#### [Problem requirements]
Print the entries below in their entirety, exactly as they are written.

#### [Exercise input]
* * * * * * *

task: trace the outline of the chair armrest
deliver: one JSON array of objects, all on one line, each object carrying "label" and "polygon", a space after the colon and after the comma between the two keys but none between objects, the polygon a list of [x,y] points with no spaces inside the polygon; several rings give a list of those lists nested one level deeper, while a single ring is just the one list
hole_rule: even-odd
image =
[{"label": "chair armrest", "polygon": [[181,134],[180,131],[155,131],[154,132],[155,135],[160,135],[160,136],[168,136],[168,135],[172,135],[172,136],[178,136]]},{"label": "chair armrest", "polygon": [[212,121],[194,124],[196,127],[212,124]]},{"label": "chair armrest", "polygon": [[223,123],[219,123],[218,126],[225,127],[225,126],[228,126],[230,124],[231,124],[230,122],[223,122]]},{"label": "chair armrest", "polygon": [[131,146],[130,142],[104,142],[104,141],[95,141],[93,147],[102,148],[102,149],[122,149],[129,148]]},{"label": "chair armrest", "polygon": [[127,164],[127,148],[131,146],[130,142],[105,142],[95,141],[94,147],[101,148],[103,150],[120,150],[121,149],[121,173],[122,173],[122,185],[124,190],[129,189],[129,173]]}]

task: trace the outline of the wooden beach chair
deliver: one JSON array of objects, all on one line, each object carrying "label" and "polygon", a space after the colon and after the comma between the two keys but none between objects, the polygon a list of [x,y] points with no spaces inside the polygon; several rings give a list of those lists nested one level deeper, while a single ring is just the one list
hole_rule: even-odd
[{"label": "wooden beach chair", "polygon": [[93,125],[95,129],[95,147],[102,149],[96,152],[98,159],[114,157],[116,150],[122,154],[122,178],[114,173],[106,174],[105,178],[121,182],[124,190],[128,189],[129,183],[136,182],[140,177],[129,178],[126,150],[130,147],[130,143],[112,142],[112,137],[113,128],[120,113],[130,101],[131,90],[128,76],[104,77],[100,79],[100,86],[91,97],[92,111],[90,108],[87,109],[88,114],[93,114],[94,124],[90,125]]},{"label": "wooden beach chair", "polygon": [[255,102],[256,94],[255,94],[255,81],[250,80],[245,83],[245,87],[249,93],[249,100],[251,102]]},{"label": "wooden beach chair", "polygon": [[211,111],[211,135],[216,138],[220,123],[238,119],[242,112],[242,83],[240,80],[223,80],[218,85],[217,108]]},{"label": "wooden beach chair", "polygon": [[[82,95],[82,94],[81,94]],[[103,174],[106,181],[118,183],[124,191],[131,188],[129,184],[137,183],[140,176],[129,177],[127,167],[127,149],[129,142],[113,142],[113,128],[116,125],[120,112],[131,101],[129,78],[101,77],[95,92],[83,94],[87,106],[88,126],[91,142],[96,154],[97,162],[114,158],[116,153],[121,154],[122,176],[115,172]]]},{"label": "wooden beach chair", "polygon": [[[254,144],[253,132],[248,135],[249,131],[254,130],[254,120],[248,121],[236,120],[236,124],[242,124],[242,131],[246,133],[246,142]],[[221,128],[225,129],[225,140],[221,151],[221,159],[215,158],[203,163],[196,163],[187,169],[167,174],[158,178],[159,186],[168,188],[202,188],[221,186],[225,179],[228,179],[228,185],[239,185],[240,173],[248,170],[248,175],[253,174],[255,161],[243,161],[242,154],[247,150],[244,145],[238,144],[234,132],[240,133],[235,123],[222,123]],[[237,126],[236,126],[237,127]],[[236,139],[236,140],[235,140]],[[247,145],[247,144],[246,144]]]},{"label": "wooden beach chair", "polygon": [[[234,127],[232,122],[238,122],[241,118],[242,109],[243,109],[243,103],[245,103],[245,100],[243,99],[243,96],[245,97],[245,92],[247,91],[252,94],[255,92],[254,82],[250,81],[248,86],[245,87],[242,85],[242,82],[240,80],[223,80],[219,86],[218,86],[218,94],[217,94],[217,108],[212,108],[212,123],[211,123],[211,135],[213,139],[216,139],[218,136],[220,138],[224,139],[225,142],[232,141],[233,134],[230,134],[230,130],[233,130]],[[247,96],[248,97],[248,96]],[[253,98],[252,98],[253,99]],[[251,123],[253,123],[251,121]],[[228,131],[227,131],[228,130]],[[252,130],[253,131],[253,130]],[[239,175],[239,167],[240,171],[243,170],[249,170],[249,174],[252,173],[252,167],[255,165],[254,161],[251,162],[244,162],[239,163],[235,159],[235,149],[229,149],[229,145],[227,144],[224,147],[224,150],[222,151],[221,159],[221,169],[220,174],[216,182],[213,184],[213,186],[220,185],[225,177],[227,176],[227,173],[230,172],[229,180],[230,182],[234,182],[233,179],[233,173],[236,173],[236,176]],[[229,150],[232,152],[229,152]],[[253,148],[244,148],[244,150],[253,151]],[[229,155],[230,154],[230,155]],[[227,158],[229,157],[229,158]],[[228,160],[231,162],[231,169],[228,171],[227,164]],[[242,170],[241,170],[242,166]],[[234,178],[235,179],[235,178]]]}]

* * * * * * *

#### [Answer space]
task: trace the outline of the chair armrest
deliver: one JSON array of objects, all on one line, each object carrying "label" and "polygon", a space after the colon and after the comma between the two keys but none between objects, the polygon a list of [x,y] points with no spaces inside the polygon; several rings give a list of those lists nested one level deeper, while a single ring is just the one list
hole_rule: even-odd
image =
[{"label": "chair armrest", "polygon": [[181,134],[180,131],[155,131],[154,132],[155,135],[160,135],[160,136],[168,136],[168,135],[172,135],[172,136],[178,136]]},{"label": "chair armrest", "polygon": [[212,121],[194,124],[196,127],[212,124]]},{"label": "chair armrest", "polygon": [[223,123],[219,123],[218,126],[225,127],[225,126],[228,126],[230,124],[231,124],[230,122],[223,122]]},{"label": "chair armrest", "polygon": [[131,146],[130,142],[104,142],[104,141],[95,141],[93,147],[102,148],[102,149],[122,149],[129,148]]},{"label": "chair armrest", "polygon": [[127,164],[127,148],[131,146],[130,142],[105,142],[95,141],[94,147],[101,148],[103,150],[120,150],[121,149],[121,173],[122,173],[122,185],[124,190],[129,189],[129,173]]}]

task: trace the outline of the wooden beach chair
deliver: one JSON array of objects, all on one line, each object carrying "label" and "polygon", a space after the colon and after the comma between the two keys but none between objects, the polygon a list of [x,y] points with no spaces inside the polygon; several rings give a list of those lists nested one level deeper, while a single ring is just the one list
hole_rule: even-odd
[{"label": "wooden beach chair", "polygon": [[93,125],[95,129],[95,147],[102,149],[96,152],[98,159],[114,157],[116,150],[122,154],[122,178],[114,173],[106,174],[105,178],[121,182],[124,190],[128,189],[129,183],[136,182],[140,177],[129,178],[126,150],[130,147],[130,143],[112,142],[112,137],[113,128],[120,113],[130,101],[131,90],[128,76],[104,77],[100,79],[100,86],[91,97],[92,111],[90,108],[87,109],[88,114],[93,114],[94,124],[90,125]]},{"label": "wooden beach chair", "polygon": [[255,102],[256,94],[255,94],[255,81],[250,80],[245,83],[245,87],[249,93],[249,100],[251,102]]},{"label": "wooden beach chair", "polygon": [[211,111],[211,135],[216,138],[220,123],[238,119],[242,112],[242,83],[240,80],[223,80],[218,85],[217,108]]},{"label": "wooden beach chair", "polygon": [[[82,95],[82,94],[81,94]],[[103,174],[106,181],[118,183],[124,191],[131,188],[129,184],[137,183],[140,176],[129,177],[127,167],[127,149],[129,142],[113,142],[113,128],[116,125],[120,112],[131,101],[129,78],[101,77],[95,92],[83,94],[87,106],[88,126],[91,142],[96,154],[97,162],[114,158],[116,153],[121,154],[122,176],[115,172]]]},{"label": "wooden beach chair", "polygon": [[[254,144],[253,132],[248,135],[249,131],[254,130],[254,120],[248,121],[236,120],[236,124],[242,124],[242,131],[246,133],[246,142]],[[221,128],[225,129],[225,140],[221,151],[221,159],[215,158],[203,163],[196,163],[187,169],[167,174],[158,178],[159,186],[168,188],[202,188],[221,186],[225,179],[228,179],[228,185],[239,185],[240,173],[248,170],[248,175],[253,174],[255,161],[243,161],[242,154],[247,150],[244,145],[238,144],[234,132],[240,133],[235,123],[222,123]],[[237,126],[236,126],[237,127]],[[236,139],[236,140],[235,140]],[[247,145],[247,144],[246,144]]]},{"label": "wooden beach chair", "polygon": [[[234,127],[232,122],[238,122],[241,118],[242,109],[243,109],[243,103],[245,103],[245,100],[243,99],[243,96],[245,97],[245,92],[247,91],[252,94],[255,92],[254,82],[250,81],[248,86],[245,87],[242,85],[242,82],[240,80],[223,80],[219,86],[218,86],[218,94],[217,94],[217,108],[212,108],[212,123],[211,123],[211,135],[213,139],[216,139],[218,136],[220,138],[224,139],[225,142],[232,141],[233,134],[230,134],[230,130],[233,130]],[[247,96],[248,97],[248,96]],[[253,98],[252,98],[253,99]],[[251,123],[253,123],[251,121]],[[228,131],[227,131],[228,130]],[[252,130],[253,131],[253,130]],[[239,175],[239,167],[240,171],[243,170],[249,170],[249,174],[252,173],[252,167],[255,165],[254,161],[251,162],[244,162],[239,163],[235,159],[235,149],[229,149],[229,145],[227,144],[224,147],[224,150],[222,151],[221,159],[221,169],[220,174],[216,182],[213,184],[213,186],[220,185],[225,177],[227,176],[227,173],[230,172],[229,180],[230,182],[234,182],[233,179],[233,173],[236,173],[236,176]],[[229,150],[232,152],[229,152]],[[253,148],[244,148],[244,150],[253,151]],[[229,155],[230,154],[230,155]],[[227,158],[229,157],[229,158]],[[228,160],[231,162],[231,169],[228,171],[227,164]],[[242,170],[241,170],[242,166]],[[234,178],[235,179],[235,178]]]}]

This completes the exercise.